_Work order_
Put the items from their first line up to and including the line with "202L192 186L182 185L181" into a Markdown table with the columns No. and Line, numbering each row and leaving out blank lines.

_Record extracts_
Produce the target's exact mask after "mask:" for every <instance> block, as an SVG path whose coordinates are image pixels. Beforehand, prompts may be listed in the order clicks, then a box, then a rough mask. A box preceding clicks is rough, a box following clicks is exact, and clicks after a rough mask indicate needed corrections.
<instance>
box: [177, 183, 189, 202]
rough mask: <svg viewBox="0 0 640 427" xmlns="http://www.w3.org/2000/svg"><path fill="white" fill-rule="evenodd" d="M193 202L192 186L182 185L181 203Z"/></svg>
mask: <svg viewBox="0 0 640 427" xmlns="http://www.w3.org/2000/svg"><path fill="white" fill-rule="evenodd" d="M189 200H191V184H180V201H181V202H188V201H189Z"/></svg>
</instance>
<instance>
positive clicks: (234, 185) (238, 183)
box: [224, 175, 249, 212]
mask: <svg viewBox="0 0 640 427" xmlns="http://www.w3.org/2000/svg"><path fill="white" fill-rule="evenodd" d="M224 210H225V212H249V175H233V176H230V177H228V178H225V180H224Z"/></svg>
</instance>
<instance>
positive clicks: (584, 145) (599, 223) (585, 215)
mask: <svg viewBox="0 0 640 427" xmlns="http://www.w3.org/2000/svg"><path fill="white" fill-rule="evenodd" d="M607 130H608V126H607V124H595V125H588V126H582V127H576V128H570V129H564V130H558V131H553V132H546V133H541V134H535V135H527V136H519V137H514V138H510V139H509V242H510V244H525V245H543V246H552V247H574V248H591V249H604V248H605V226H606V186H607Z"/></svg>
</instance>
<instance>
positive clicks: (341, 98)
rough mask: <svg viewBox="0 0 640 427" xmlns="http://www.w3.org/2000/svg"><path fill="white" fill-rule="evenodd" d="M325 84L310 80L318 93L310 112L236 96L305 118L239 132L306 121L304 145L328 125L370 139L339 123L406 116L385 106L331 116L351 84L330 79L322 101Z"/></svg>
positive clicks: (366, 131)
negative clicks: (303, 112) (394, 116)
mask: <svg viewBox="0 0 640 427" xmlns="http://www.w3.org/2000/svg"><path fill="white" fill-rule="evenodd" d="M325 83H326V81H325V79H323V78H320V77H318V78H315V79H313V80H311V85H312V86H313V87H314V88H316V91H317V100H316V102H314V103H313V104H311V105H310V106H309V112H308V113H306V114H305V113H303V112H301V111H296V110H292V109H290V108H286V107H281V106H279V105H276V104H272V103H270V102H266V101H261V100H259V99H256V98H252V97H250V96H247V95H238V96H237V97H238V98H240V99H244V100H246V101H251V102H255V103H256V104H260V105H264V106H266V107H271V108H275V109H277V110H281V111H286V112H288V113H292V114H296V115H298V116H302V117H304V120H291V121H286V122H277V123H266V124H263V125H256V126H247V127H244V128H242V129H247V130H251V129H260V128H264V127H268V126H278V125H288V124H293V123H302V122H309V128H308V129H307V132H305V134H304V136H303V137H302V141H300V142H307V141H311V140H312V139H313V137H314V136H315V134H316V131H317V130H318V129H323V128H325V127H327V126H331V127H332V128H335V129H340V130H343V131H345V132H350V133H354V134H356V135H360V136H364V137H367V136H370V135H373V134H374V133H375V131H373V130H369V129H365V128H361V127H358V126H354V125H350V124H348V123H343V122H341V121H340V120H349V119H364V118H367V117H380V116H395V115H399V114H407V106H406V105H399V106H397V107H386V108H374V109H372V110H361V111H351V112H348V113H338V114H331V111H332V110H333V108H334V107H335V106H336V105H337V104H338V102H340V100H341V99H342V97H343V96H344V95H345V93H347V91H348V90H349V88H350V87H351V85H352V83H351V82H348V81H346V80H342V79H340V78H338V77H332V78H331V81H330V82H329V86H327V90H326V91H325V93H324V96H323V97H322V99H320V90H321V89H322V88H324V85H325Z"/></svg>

_Answer for the task_
| No. | Line |
|---|---|
| 1 | Produce the target's exact mask after "mask:" for every <instance> block, as an SVG path whose coordinates are image pixels. Beforehand, prompts may be listed in the order clicks, then a box, then a rough mask. A box preceding clicks is rough, a box following clicks is exact, and clicks after a rough mask indicate needed corrections. |
| 2 | <instance> |
| 3 | box: [177, 183, 189, 202] |
| 4 | rough mask: <svg viewBox="0 0 640 427" xmlns="http://www.w3.org/2000/svg"><path fill="white" fill-rule="evenodd" d="M193 202L192 186L182 185L181 203Z"/></svg> |